TESTO DI PARTENZA —
============

Il secondo vinile si apre con due riprese dall’album “Ben”, del 1972: “Taj Mahal” e “Morre o burro, fica o homem”.
La prima è uno degli inni dell’autore e viene per la prima volta dotata di un testo: nell’originale infatti l’artista non diceva altro che “Taj Mahal, karma, Krishna”, oltre al celebre refrain “Tê tê, têtêretê” (poi abusato, sotto forma di scadenti remix, nelle musiche di capodanno di mezzo mondo).
In questa nuova versione, che dura quasi il triplo, Ben si premura di spiegare l’origine del mausoleo indiano che la intitola: “È stata la più bella storia d’amore che fino a oggi abbia sentito, dell’amore del principe Shah-Jahan per la principessa Nunts Mahal”. Sfiorando il quarto d’ora di durata, è forse il brano in scaletta che spiega meglio il significato di trance reiterativa: attenzione però alle ristampe in Cd, alcune delle quali ne tagliano un paio di minuti.
L’ultimo lato contiene due di inediti di Gil: “Essa é pra tocar no rádio” e “Filhos de Gandhi”. La seconda è diventata nel corso del tempo un classico, grazie alle riduzioni che l’autore ne ha proposto dal vivo durante tutta la carriera. È però questa la versione da tramandare, nei suoi tredici imponenti minuti, miscela culturale definitiva: “Omolu, Ogum, Oxum, Oxumare, tutte le persone mandate giù per vedere i figli di Gandhi. Iansã, Iemanjá, chiamate Xangô e anche Oxossi, mandateli giù per vedere i figli di Gandhi. Commerciante, cavaliere di Baghdad, oh figlio di Obá, mandali giù per vedere i figli di Gandhi. Signore del Bonfim, fammi un favore, chiama la gente, mandala giù per vedere i figli di Gandhi. Oh mio Dio del cielo, nella terra del carnevale chiama la gente”.Il brano si riferisce ai figli di Gandhi, blocco del carnevale di Bahia che conta migliaia di adepti, tutti rigorosamente devoti al candomblé.

============

INFORMAZIONI ESTRATTE —
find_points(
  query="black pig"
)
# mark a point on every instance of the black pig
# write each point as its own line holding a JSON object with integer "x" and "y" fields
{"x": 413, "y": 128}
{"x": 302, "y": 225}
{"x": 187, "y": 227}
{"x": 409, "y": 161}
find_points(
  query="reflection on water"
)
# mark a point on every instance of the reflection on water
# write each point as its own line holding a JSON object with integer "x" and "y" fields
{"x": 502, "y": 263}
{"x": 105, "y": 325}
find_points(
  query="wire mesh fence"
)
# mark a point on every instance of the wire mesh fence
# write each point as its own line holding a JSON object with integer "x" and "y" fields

============

CONSEGNE —
**A.** Secondo il testo sul secondo vinile, da quale album, e di quale anno, provengono le due riprese con cui si apre il disco?
**B.** Prosegua il testo sul secondo vinile a partire dall'ultima frase riportata.
Le righe costituiscono un materiale a sé stante, distinto dal testo sul secondo vinile.

RISPOSTE PER CONSEGNA —
**A.** Dall'album “Ben”, del 1972.

**B.**
Si chiamano così in onore di un personaggio che è però estraneo alla propria religione, il Mahatma Gandhi, di cui seguono la dottrina non violenta. Oltre all’invocazione di numerosi orixá, il testo si riferisce al Signore di Bonfim, santo transreligioso dalla pelle nera e protettore dei balli carnevaleschi, prima di concludere riallacciandosi al Dio cristiano.
Il cavaliere di Baghdad è invece più difficile da identificare: si potrebbe ipotizzare sia il protagonista di una delle infinite varianti della parabola ebraica sull’ineluttabilità della morte, ma non ci sono spiegazioni ufficiali al riguardo. Dopo un lento, inesorabile accumulo, il brano sfocia in un’apoteosi corale, con Gil che si produce in un vocalizzo angelico e Ben che gli fa eco con una sorta di drone borbottato, dopodiché tutto va a spegnersi gradualmente in una palude di arpeggi e rumori bucolici.
In coda spunta un divertente frammento di un minuto e mezzo, “Sarro”, sorta di folk/funk in forma libera.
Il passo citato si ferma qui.